* Lesetext *
>>>>>

Gewerkschaftsbewegung in Ägypten - ein Jahr nach der Revolution

Von Peter Senft



Der "Arabische Frühling" ist das politische Wort des Jahres 2011. Mit Paukenschlägen in Ägypten und Tunesien begann diese politische Jahreszeit. Mitte 2010 schlugen Ägyptische Sicherheitskräfte den Internetaktivisten Khaled Mohamed Said auf offener Straße tot, in Tunesien setzte der Gemüsehändler Mohamed Bouazizi durch Selbstverbrennung seinem Leben ein Ende. Fanale, die jeweils das Ende von Verzweiflung markierten, aber die auf gesellschaftliche Entwicklungen aufmerksam machten, die zumindest in Europa kaum Beachtung fanden. Sie lösten einen Flächenbrand aus, der bis heute anhält. Es ist nicht klar, wie die Entwicklung in Nordafrika und im Nahen Osten weitergeht. Das einzige, was sicher ist, es gibt keinen Weg zurück, weder in Ägypten noch in Tunesien oder in anderen Brennpunkten der Region. Die beiden Paukenschläge waren Meilensteine auf dem Weg zu Demokratie und Gerechtigkeit gegen Unterdrückung und Ausbeutung. Dieser Weg wird noch lang und steinig sein, selbst an den Rändern dieses Weges sind die Dornen täglich zu spüren.


Der Weg zum Tahrir

Für viele Menschen außerhalb Nordafrikas und des Nahen Ostens kam der "Arabische Frühling" überraschend. Brennpunkte wurden woanders erwartet, in Zentralasien, in Südostasien, Lateinamerika, der Sahelzone oder in Zentralafrika. Revolutionen in Ägypten nach dem Zweiten Weltkrieg verliefen unblutig, wie die Revolution der "Freien Offiziere" unter Nasser 1952. Es gab interne Unruhen wegen der Brotpreise 1977, es gab Kriege mit Nachbarstaaten, aber Revolutionen wie in anderen Staaten Nordafrikas, u.a. Algerien und Tunesien, waren in Ägypten unbekannt.

Bekannt waren politische Auseinandersetzungen wegen des Suezkanals, der als Kristallisationspunkt der Kolonialpolitik in Ägypten seit seinem Bau steht. Die wegen der geopolitischen Bedeutung des Kanals interessierten Mächte wie USA, Großbritannien und Frankreich verbanden diese Interessen gleichzeitig mit Marktöffnung für ihre Produkte. Von einer eigenständigen sich tragenden Wirtschaft Ägyptens ist seit der Errichtung des Kanals und damit der neueren Geschichte nichts bekannt.

<<<<<

* Aufgelistete Zeilen *
>>>>>

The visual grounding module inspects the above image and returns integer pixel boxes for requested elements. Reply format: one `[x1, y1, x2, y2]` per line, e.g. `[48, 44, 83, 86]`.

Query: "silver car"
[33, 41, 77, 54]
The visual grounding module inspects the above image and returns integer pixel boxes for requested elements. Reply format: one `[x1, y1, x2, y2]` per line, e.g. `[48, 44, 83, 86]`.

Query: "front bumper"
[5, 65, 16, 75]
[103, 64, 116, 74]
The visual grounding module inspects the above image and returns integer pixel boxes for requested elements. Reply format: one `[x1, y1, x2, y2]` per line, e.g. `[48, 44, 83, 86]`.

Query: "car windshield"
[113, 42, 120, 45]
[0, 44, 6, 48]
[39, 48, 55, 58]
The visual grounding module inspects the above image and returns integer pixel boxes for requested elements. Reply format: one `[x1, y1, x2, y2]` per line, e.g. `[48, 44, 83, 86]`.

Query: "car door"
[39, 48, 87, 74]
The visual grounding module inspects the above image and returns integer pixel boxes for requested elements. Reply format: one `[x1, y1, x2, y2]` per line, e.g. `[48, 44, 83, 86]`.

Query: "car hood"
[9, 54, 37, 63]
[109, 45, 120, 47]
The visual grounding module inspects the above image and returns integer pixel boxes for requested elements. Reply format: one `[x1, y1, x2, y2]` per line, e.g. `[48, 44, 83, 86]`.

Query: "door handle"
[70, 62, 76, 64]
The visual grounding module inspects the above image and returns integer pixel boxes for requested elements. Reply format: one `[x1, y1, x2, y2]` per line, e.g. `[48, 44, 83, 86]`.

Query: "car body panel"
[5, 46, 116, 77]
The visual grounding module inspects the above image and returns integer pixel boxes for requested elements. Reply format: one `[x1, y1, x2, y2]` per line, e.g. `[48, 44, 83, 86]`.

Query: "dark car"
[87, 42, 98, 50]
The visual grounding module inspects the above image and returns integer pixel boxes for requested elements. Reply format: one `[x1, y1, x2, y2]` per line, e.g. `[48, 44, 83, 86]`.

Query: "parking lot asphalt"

<<<<<

* Aufgaben *
1. Zitiere aus dem Text über die Gewerkschaftsbewegung in Ägypten die Stelle von „Der Weg zum“ bis „in Ägypten unbekannt.“.
2. Wie hieß laut dem Text über die Gewerkschaftsbewegung in Ägypten der Gemüsehändler, der sich in Tunesien selbst verbrannte?
3. Führe den Text über die Gewerkschaftsbewegung in Ägypten im Anschluss an seinen letzten Satz weiter.
Die Zeilen spielen hierfür keine Rolle.

* Lösungen *
1.
Der Weg zum Tahrir

Für viele Menschen außerhalb Nordafrikas und des Nahen Ostens kam der "Arabische Frühling" überraschend. Brennpunkte wurden woanders erwartet, in Zentralasien, in Südostasien, Lateinamerika, der Sahelzone oder in Zentralafrika. Revolutionen in Ägypten nach dem Zweiten Weltkrieg verliefen unblutig, wie die Revolution der "Freien Offiziere" unter Nasser 1952. Es gab interne Unruhen wegen der Brotpreise 1977, es gab Kriege mit Nachbarstaaten, aber Revolutionen wie in anderen Staaten Nordafrikas, u.a. Algerien und Tunesien, waren in Ägypten unbekannt.

2. Mohamed Bouazizi

3.
Dieser Ausflug in die Geschichte ist deshalb wichtig, weil es die Erklärung dafür ist, dass Ägypten keine Industrienation ist. Handel, Handwerk, Klein- und Mittelbetriebe und auch die bis heute aktiven Industriebetriebe stehen für die Selbstversorgung des ägyptischen Marktes und nicht für eine exportorientierte Wirtschaft mit einer beschäftigungsintensiven Industrie. Das Rückgrat der ägyptischen Wirtschaft sind die erwähnten Betriebe und in erheblichem Maße die Landwirtschaft. Hinzu kommen Erdöl und Erdgas, das auch exportiert wird, und der Tourismus. Wertschöpfende Produktion ist marginal.

Nur knapp vier Prozent des ägyptischen Bodens sind landwirtschaftlich nutzbar um die 82 Millionen Ägypter zu versorgen. In 2011 waren 25 Prozent der Beschäftigten in der Landwirtschaft tätig und erwirtschafteten 5 Prozent des BIP. Von den 22 Millionen Einwohnern Kairos auf der Fläche von Westberlin leben 60 Prozent von weniger als zwei US-Dollar am Tag. Außerhalb Kairos und den wenigen Großstädten wie Alexandria sieht es ähnlich aus. Landwirtschaft und Substitutionswirtschaft sind neben dem Tourismus die Säulen der ägyptischen Wirtschaft.

In Ägypten gibt es keine Arbeiterbewegung nach europäischem Vorbild. Es gibt aber eine Arbeiterbewegung mit einer langen Geschichte, auf die Ägypten stolz sein kann. Diese Bewegung ist - nach europäischen Maßstäben - zersplittert, lokal und betrieblich orientiert und wenig vernetzt.[1]

Seit 2004 können Aktionen und gewerkschaftlicher Widerstand bis zur Revolution vom 25. Januar 2011 als Lichterkette auf dem Weg zum Tahrir, dem politischen Kristallisationspunkt des "Ägyptischen Frühlings", ausgemacht werden. In vielen Einzelaktionen haben Arbeiteraktivisten die lokalen Initiativen getragen und zusammen mit den Jugendaktivisten, den Bloggern und Künstlern letztendlich zum Erfolg geführt. Das Internet spielte eine wichtige Rolle, aber erst die Arbeiter, die meistens keinen Zugang zum Internet hatten und bis heute nicht haben, haben auf dem Weg zum Tahrir am 25. Januar 2011 aus den ersten Funken der Blogger das politische Feuer für eine Massenbewegung gemacht. Liberale, Bürgerliche waren beteiligt, aber eben nicht als Träger dieser Massenbewegung.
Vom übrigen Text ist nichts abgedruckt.